----- PASSAGE PROVIDED -----

Sunday, March 16, 2025
Thank you for your comments yesterday. I hoped for 100 comments and you actually left 144! Perhaps more impressively the comments were left by 93 different people, which is quite frankly astonishing given a) it was the weekend b) I was writing about local stuff c) blogging is well past its peak. What's more most of the comments were interesting and perceptive rather than simply written for the sake of it. The 100th comment was left by gruntbuggly, just before noon, in the first comments box.
This post is another unfocused pot pourri of local stuff, but don't feel you need to respond this time.

These are new hoardings in Queen Elizabeth Olympic Park not far from the stadium. 'Follow us on Social' they say, then show four logos of socials you might follow them on. What's interesting is that Twitter no longer appears, or X as we should now call it, only Facebook, Instagram, TikTok and LinkedIn. A couple of years ago Twitter would have been a shoo-in, but since toxic Muskification it seems QEOP no longer feel the need to mention it. They do still tweet so they've not left the platform, and they do still link to X from their website, but these hoardings are up for the long term and clearly someone wasn't having it. The following data suggests that maybe Facebook was the one they should have missed out (and also that they're probably overdoing it on LinkedIn).
Number of times @queenelizabetholympicpark has posted so far this month
Instagram 10, LinkedIn 8, Twitter 6, TikTok 6, Facebook 3

A new art trail in Leyton celebrates the area's connections to Leyton Orient Football Club. It's called Home Team and it's been curated by local visual artist (and former club steward) Jake Green. Several shops along the High Road are displaying his photographs, while Flying Carpets includes bespoke textile tapestries by Tamasyn Gambell and The Key Shop has a hand-painted mural of Omar Beckles. I stumbled upon the centrepiece photographs adorning the bandstand in the centre of Coronation Gardens, including two frisky mascots, a bescarfed supporter and a rather gorgeous sunlit image of the East Stand. An accompanying reminiscent 17 minute soundscape can be heard on the trail's website. Obviously it'll all mean more if the O's are engraved on your heart but the passion will resonate with any lower league supporter. Home Team runs from 1st March to 4th April, and remember not all of London's best art is in the middle.

----- DATASET -----

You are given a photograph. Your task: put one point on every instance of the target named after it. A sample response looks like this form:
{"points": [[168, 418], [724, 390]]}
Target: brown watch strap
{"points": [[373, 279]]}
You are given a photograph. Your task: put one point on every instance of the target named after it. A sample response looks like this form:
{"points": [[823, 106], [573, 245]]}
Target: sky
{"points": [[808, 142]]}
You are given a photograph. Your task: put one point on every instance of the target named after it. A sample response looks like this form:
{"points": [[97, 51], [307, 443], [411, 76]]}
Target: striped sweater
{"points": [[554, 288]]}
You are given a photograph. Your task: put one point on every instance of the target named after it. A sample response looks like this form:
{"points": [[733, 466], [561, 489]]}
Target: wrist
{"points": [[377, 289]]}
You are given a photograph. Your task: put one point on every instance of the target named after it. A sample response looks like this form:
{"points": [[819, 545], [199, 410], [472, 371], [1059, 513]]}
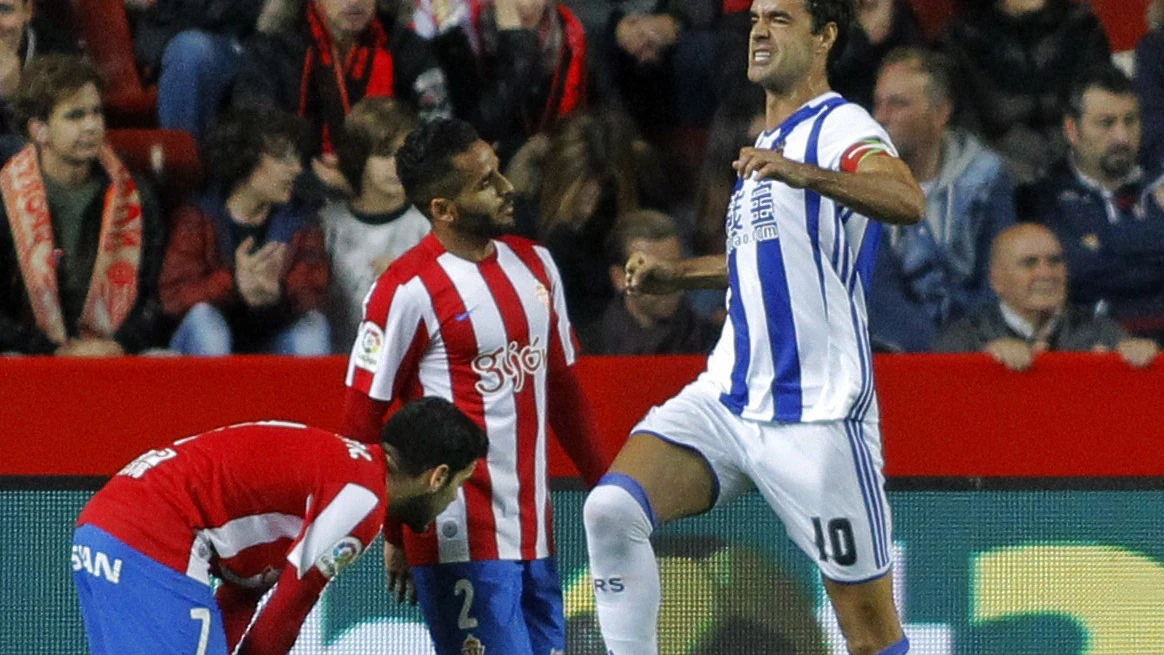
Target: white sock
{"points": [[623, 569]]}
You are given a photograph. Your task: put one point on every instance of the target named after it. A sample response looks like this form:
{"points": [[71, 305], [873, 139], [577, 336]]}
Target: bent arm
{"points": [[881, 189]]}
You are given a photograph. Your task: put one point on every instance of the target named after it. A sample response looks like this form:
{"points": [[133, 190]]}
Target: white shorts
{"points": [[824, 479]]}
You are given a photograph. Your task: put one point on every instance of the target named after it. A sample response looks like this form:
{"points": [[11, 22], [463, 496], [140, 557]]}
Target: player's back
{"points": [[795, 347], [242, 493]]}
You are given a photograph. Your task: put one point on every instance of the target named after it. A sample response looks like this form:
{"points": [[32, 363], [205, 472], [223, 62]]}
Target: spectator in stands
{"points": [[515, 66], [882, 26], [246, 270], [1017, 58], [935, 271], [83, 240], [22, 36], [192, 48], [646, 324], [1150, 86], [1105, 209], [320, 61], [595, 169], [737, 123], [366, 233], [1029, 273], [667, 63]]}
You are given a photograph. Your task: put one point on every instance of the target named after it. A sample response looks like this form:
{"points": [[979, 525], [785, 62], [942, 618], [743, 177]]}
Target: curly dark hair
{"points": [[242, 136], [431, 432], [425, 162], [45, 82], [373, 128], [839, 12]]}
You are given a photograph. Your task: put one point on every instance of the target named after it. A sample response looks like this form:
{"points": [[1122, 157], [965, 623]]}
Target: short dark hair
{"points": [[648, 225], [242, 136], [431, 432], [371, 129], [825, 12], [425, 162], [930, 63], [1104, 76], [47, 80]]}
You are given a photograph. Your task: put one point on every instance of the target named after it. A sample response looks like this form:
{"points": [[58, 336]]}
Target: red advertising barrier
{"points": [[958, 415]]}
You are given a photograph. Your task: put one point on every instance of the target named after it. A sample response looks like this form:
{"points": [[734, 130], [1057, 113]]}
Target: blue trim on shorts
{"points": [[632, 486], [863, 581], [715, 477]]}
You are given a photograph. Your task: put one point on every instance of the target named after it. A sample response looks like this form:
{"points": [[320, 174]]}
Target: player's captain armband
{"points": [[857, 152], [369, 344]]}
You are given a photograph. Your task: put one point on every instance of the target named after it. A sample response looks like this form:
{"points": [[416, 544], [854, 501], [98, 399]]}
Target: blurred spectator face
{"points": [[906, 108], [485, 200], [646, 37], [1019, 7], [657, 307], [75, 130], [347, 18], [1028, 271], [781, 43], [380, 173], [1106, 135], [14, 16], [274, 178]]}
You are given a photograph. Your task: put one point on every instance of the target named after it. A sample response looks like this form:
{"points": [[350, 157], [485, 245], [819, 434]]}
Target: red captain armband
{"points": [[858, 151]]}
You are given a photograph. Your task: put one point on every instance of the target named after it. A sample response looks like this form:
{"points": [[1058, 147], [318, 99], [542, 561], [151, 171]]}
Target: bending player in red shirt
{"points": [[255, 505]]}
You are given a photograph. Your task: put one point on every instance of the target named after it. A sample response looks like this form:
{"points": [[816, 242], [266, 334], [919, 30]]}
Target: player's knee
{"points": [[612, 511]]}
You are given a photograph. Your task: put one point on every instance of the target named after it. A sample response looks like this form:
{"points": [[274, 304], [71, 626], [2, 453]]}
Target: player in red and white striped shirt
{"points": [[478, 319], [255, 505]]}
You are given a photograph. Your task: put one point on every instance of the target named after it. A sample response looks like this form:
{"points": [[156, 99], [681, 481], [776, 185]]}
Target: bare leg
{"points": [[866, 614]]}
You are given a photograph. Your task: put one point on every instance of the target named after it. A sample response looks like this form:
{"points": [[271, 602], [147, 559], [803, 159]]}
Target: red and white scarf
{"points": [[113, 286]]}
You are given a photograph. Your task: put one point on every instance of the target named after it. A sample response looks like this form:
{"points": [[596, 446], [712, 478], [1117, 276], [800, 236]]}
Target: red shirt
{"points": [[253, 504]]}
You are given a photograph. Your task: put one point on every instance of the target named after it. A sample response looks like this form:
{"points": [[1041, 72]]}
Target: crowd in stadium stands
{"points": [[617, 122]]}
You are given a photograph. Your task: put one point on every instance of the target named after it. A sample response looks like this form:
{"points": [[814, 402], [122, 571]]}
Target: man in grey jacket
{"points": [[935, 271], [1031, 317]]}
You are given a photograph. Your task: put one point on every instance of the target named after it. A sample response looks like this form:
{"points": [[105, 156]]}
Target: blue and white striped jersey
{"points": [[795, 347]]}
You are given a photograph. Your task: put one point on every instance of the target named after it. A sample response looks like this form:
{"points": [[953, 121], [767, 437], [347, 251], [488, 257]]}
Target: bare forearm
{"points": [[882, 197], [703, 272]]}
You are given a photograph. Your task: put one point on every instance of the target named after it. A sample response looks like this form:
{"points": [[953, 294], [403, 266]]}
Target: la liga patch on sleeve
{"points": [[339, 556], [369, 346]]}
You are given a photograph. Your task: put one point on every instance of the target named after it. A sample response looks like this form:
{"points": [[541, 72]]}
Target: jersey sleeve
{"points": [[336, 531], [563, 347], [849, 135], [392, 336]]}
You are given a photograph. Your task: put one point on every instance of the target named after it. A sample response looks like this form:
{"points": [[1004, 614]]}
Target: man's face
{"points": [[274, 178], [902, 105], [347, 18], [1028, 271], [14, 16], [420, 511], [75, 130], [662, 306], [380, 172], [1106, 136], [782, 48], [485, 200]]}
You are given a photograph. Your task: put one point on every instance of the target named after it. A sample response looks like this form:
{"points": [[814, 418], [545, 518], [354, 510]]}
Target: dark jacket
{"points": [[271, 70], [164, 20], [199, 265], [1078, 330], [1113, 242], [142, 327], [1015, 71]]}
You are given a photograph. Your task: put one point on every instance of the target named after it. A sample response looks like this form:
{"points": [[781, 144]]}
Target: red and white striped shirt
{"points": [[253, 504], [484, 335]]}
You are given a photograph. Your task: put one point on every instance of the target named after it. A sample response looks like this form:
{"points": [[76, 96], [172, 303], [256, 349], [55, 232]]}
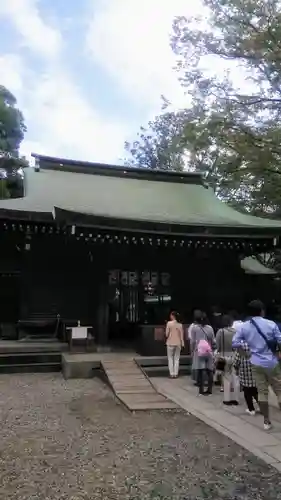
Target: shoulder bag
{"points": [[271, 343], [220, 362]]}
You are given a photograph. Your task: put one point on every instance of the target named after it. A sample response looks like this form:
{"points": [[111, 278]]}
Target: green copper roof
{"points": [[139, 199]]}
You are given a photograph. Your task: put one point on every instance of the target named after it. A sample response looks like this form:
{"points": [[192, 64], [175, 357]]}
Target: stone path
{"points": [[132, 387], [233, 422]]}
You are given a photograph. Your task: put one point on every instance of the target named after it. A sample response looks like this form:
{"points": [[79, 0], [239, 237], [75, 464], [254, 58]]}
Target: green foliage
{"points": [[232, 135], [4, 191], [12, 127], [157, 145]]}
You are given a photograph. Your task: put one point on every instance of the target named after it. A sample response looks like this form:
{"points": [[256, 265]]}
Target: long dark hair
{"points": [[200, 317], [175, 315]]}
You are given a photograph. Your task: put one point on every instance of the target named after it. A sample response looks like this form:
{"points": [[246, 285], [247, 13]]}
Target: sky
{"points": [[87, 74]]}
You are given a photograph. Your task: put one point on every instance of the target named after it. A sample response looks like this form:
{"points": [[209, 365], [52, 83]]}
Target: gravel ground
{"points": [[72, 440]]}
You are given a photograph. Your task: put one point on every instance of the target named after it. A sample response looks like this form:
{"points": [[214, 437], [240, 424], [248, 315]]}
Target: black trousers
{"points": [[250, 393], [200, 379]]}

-----

(TASK)
Please state the dates the Home Team art trail runs, according to the blog post above.

(ANSWER)
1st March to 4th April